To do:
Below are some records: retype them all exactly, but not the pictures.

>>

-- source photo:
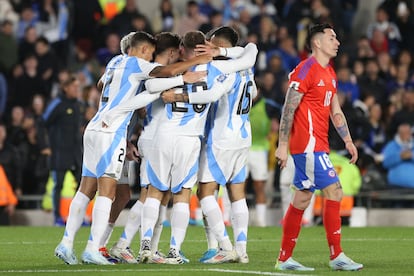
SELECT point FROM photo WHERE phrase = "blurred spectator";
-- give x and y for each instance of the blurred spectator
(122, 23)
(85, 63)
(8, 48)
(3, 95)
(346, 85)
(16, 134)
(27, 44)
(191, 20)
(8, 13)
(63, 119)
(86, 21)
(400, 81)
(165, 17)
(8, 199)
(399, 158)
(370, 82)
(405, 23)
(27, 18)
(11, 161)
(26, 82)
(48, 64)
(403, 116)
(111, 49)
(206, 8)
(216, 20)
(388, 29)
(377, 138)
(386, 66)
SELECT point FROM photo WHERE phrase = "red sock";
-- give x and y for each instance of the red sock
(291, 228)
(332, 223)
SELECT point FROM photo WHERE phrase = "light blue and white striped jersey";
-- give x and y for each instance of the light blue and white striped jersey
(228, 125)
(189, 119)
(124, 77)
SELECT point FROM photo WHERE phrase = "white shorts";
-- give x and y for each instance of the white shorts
(257, 165)
(221, 165)
(172, 162)
(143, 145)
(103, 154)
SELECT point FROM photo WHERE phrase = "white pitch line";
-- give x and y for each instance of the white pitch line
(218, 270)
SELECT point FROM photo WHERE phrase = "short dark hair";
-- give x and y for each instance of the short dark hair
(166, 40)
(313, 30)
(141, 37)
(191, 39)
(225, 32)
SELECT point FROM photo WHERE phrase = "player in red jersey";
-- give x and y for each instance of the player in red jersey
(310, 102)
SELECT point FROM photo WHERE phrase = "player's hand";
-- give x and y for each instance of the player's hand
(194, 76)
(281, 155)
(350, 147)
(168, 96)
(208, 48)
(132, 152)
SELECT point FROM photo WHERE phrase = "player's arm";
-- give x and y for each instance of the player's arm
(292, 101)
(222, 85)
(141, 100)
(215, 51)
(177, 68)
(246, 61)
(339, 121)
(156, 85)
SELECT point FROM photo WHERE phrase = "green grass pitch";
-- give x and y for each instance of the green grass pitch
(382, 250)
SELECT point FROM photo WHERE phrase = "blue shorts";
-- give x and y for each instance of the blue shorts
(313, 171)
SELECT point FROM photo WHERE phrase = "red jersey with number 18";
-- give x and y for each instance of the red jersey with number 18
(311, 121)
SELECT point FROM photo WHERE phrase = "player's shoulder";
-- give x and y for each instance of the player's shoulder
(305, 67)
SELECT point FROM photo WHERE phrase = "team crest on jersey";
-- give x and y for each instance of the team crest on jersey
(294, 85)
(321, 83)
(221, 78)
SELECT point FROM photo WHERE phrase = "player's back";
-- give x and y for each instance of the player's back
(123, 79)
(189, 119)
(229, 125)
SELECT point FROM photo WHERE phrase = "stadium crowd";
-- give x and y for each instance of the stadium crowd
(43, 43)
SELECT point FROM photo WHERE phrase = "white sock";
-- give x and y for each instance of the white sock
(214, 218)
(179, 221)
(240, 224)
(158, 228)
(212, 242)
(100, 217)
(107, 234)
(261, 214)
(133, 224)
(150, 212)
(77, 211)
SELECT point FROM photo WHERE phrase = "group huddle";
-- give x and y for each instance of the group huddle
(197, 131)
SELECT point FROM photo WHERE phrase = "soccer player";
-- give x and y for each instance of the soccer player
(104, 146)
(167, 52)
(224, 153)
(173, 163)
(311, 100)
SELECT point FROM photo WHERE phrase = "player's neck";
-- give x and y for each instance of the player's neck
(322, 59)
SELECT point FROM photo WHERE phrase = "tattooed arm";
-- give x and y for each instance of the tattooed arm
(292, 101)
(339, 121)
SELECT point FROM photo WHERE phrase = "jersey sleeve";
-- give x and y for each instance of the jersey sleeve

<<

Your response:
-- source photo:
SELECT point FROM photo WHERE phrase = "blurred spectator";
-- give x and y for each instance of the blurred spectator
(122, 23)
(85, 63)
(8, 48)
(3, 95)
(346, 85)
(16, 134)
(27, 44)
(191, 20)
(8, 13)
(63, 119)
(86, 21)
(400, 81)
(165, 17)
(8, 199)
(399, 158)
(370, 82)
(405, 23)
(27, 18)
(11, 161)
(26, 82)
(48, 64)
(403, 116)
(111, 49)
(206, 8)
(216, 20)
(388, 29)
(377, 138)
(386, 66)
SELECT point FROM photo WHERE phrase = "red sock";
-- give x and y for each instance of the red sock
(291, 228)
(332, 223)
SELECT point FROM photo WHERE phrase = "light blue and white striped jersey";
-- give x and y for each instance of the light blue and white striped jersey
(228, 125)
(189, 119)
(124, 77)
SELECT point FROM photo WHERE phrase = "white shorts";
-- give x and y for each instance of the white shorts
(257, 165)
(221, 165)
(172, 162)
(143, 145)
(103, 154)
SELECT point FROM photo WHERE phrase = "white pitch line";
-- give x and y for each instance of the white pitch line
(218, 270)
SELECT point FROM photo WHERE phrase = "short dark hair";
-- give x and y for each instance of the short dark hair
(166, 40)
(313, 30)
(141, 37)
(191, 39)
(225, 32)
SELECT point FROM photo WHERE phrase = "player in red jersey";
-- give x and y for each instance of the player in red jersey
(310, 102)
SELECT point FROM photo WHERE phrase = "player's hand";
-- give x and y for each instance of the player's hand
(194, 76)
(281, 155)
(350, 147)
(168, 96)
(208, 48)
(132, 152)
SELECT point FROM photo WHERE phrase = "player's arm";
-- give x and y for each instance of the player's arm
(292, 101)
(222, 85)
(141, 100)
(215, 51)
(177, 68)
(246, 61)
(339, 121)
(156, 85)
SELECT point FROM photo WHERE phrase = "green grass pitch";
-- give x and y for each instance of the green grass pitch
(382, 250)
SELECT point FROM photo WHERE phrase = "blue shorts";
-- give x and y for each instance of the blue shorts
(313, 171)
SELECT point FROM photo WHERE phrase = "red jersey with number 18";
-- give x and y for each instance of the red jersey with number 18
(311, 121)
SELECT point FROM photo WHERE phrase = "player's shoulder";
-- give x and y for each instance of the player's shoulder
(305, 67)
SELECT point FROM photo WHERE phrase = "team crest on jersey";
-- give x and y for each instance of the team crest on jersey
(294, 85)
(321, 83)
(221, 78)
SELECT point FROM photo WHERE phrase = "player's back";
-- give x and y for each instance of the player's back
(123, 79)
(189, 119)
(229, 125)
SELECT point FROM photo WHERE phrase = "stadium crowd";
-- give x and y for each instance of the stadium crowd
(43, 43)
SELECT point FROM photo WHERE phrase = "white sock";
-- give x and y for each instance of the white sock
(214, 218)
(179, 221)
(240, 224)
(158, 228)
(212, 242)
(100, 217)
(107, 234)
(261, 214)
(133, 224)
(150, 212)
(77, 211)
SELECT point FROM photo WHERE phrase = "group huddle";
-- give x and y for each instance of the group huddle
(197, 131)
SELECT point FROM photo WHERE phrase = "soccer player";
-- give x and y for each instance of the soccer player
(104, 146)
(167, 52)
(224, 153)
(173, 163)
(311, 100)
SELECT point FROM photo WHERE phrase = "player's neck";
-- give x and y for each instance of the player's neck
(322, 59)
SELECT point FROM photo WHERE phrase = "tattooed arm";
-- give x and y for each instance of the tattooed arm
(292, 101)
(339, 121)
SELECT point FROM photo WHERE phrase = "jersey sleeve";
-- give x and y for each instance of the jersey sleeve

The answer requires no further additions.